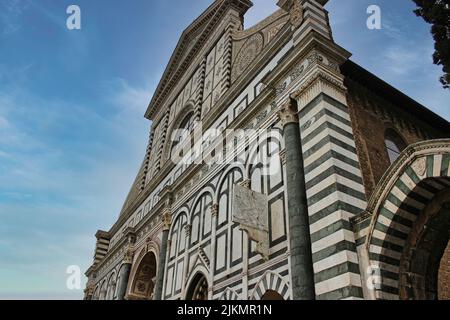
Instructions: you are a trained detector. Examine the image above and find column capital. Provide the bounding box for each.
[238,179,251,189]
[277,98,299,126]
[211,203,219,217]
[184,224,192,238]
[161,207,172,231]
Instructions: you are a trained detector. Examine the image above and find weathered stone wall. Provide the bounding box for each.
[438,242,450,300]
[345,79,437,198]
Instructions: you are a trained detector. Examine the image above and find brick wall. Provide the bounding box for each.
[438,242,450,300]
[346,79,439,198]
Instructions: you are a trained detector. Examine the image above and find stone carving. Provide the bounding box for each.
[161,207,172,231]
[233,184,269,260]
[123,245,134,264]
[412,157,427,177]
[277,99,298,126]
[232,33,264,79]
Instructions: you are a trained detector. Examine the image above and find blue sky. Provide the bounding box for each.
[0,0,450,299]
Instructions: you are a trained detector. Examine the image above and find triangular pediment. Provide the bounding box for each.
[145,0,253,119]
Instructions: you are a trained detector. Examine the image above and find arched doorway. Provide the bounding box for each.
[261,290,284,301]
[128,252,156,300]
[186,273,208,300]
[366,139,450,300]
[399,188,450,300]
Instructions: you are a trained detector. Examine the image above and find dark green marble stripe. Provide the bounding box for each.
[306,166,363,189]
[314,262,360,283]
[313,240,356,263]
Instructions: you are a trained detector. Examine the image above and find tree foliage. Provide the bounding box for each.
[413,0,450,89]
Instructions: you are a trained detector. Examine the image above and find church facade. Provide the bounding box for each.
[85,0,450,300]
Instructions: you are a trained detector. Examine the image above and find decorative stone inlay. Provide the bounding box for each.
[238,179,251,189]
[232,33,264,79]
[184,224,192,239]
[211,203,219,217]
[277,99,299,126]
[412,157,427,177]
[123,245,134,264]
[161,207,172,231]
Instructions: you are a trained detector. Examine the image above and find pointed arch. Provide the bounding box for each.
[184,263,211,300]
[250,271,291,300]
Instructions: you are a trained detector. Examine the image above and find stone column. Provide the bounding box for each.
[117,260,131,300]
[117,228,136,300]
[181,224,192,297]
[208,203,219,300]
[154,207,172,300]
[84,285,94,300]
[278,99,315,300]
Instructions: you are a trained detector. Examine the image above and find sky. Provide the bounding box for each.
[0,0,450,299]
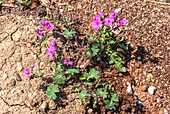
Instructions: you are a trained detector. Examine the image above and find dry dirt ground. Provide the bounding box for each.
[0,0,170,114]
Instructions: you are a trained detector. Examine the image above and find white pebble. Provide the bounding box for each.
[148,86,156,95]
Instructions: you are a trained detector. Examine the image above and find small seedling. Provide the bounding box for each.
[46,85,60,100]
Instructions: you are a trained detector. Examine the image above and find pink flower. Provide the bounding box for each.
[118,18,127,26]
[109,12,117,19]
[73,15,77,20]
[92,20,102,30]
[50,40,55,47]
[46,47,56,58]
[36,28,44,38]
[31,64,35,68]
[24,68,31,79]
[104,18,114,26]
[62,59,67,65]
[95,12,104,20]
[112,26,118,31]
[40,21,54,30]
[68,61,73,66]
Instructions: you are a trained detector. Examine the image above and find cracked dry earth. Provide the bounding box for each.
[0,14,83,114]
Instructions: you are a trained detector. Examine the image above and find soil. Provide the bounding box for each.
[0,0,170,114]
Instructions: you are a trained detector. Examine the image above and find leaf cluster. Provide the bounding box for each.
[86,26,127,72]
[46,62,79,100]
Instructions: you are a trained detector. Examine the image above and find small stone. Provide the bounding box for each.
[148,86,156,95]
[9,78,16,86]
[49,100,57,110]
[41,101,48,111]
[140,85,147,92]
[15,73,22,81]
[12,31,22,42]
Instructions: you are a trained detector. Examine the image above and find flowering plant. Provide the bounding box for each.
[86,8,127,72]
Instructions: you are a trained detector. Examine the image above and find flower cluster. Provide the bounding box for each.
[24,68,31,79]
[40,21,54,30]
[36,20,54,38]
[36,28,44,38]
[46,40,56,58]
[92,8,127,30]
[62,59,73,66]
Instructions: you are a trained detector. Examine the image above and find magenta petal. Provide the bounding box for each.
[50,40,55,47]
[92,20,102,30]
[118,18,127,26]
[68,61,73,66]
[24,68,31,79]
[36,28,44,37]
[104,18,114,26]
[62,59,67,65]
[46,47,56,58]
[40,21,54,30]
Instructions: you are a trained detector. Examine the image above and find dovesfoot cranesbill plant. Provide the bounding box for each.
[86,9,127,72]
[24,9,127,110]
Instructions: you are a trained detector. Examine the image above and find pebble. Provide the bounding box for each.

—————

What the task asks: Reproduce all of the records above word for word, leaving out the pictures.

Solution to this task:
Instructions: you are a trained detector. Examine the image above and find column capital. Provide the bounding box for each.
[238,179,251,189]
[277,98,299,126]
[211,203,219,217]
[184,224,192,238]
[161,207,172,231]
Instructions: you are a trained detector. Examine the image above and find weathered stone wall. Provide the bounding box for each.
[438,242,450,300]
[345,79,437,198]
Instructions: you are a trained detector. Examine the image above and find brick wall. Provide the bounding box for each.
[438,242,450,300]
[346,79,439,198]
Instructions: you are a trained detector. Examine the image above and find stone carving. Provide the bounding box for each.
[161,207,172,231]
[233,184,269,260]
[123,245,134,264]
[412,157,427,177]
[277,99,298,126]
[232,33,264,79]
Instructions: you are a trained detector. Examine the image above and find blue sky. Provide the bounding box for each.
[0,0,450,299]
Instructions: you are a trained detector. Examine the image above and find triangular pediment. Provide the bounding box for each.
[145,0,253,119]
Instructions: you are a trained detector. Examine the image above and find arched doorway. Provide the bounding box for each.
[261,290,284,301]
[128,252,156,300]
[186,273,208,300]
[366,139,450,300]
[399,188,450,300]
Instructions: you are a trained detector. Examine the image above and find dark green marble stripe. Provide the bounding box for each.
[306,166,363,189]
[314,262,360,283]
[313,240,356,263]
Instructions: you are a trained detector. Examine the image above and find tree foliage. Provide the bounding box for each.
[413,0,450,89]
Instructions: you are a trained detector. Examine the image above and find church facade. Provide the bounding box for each.
[85,0,450,300]
Instructions: you are a trained detector. Examine the image above and find decorative stone inlay. Provide the bounding box for each.
[238,179,251,189]
[232,33,264,79]
[184,224,192,239]
[211,203,219,217]
[277,99,299,126]
[412,157,427,177]
[123,245,134,264]
[161,207,172,231]
Instructions: you are a trained detector. Examine the image above and find pointed arch. Provide the bounding box for each.
[184,263,211,300]
[250,271,291,300]
Instructions: you are a trained detector. Examine the image above and find stone column. Provide the bounding box for each.
[117,260,131,300]
[117,228,136,300]
[181,224,192,297]
[208,203,219,300]
[154,207,172,300]
[84,285,94,300]
[278,99,315,300]
Instructions: you are a trained detector. Examine the image above and find sky. Provide the bounding box for each.
[0,0,450,299]
Instructions: you are a trained detector. Examine the image above and find dry dirt ground. Provide the bounding box for each.
[0,0,170,114]
Instructions: you are a trained detector. Examine the image above and find white pebble. Provide the bounding box for each.
[148,86,156,95]
Instructions: you are a trained detector. Examine the image above and find small seedling. Provide the bounding box for each.
[46,85,60,100]
Instructions: you are a trained detector. Examine the image above and find pink flower. Provide the bounding box for each.
[118,18,127,26]
[109,12,117,19]
[73,15,77,20]
[92,20,102,30]
[50,40,55,47]
[46,47,56,58]
[36,28,44,38]
[31,64,35,68]
[24,68,31,79]
[104,18,114,26]
[62,59,67,65]
[95,12,104,20]
[112,26,118,31]
[40,21,54,30]
[68,61,73,66]
Instructions: you are a trained detector. Examine the image above and find cracked dry earth. Provide the bounding box for each.
[0,14,83,114]
Instructions: you are a trained detector. Examine the image above and find soil. Provide the bounding box for each.
[0,0,170,114]
Instructions: you are a trained detector. Examine the image above and find leaf cluster. Provide the bounding box for each.
[86,26,127,72]
[46,62,79,100]
Instructions: you are a trained detector. Examine the image above and find small stone. Provide the bounding box for each.
[148,86,156,95]
[9,78,16,86]
[49,100,57,110]
[41,101,48,111]
[140,85,147,92]
[15,73,22,81]
[12,31,22,42]
Instructions: you are a trained detector. Examine the image above and find flowering plant. Provide the bounding box for each.
[86,8,127,72]
Instructions: you are a trained detector. Examine the image above and find flower cluster. Provide the bounding box for each.
[24,68,31,79]
[40,21,54,30]
[36,20,54,38]
[36,28,44,38]
[46,40,56,58]
[92,8,127,30]
[62,59,73,66]
Instructions: you are a trained detector. Examine the image above and find magenta petal. Provide the bounding box for each.
[50,40,55,47]
[92,20,102,30]
[118,18,127,26]
[68,61,73,66]
[24,68,31,79]
[36,28,44,37]
[104,18,114,26]
[62,59,67,65]
[46,47,56,58]
[40,21,54,30]
Instructions: you are a trained detector. Examine the image above and find dovesfoot cranesbill plant. Provide the bounding box for each.
[86,9,127,72]
[24,9,127,110]
Instructions: you are a trained detector. Examine the image above and find pebble. Provide the bounding box for each.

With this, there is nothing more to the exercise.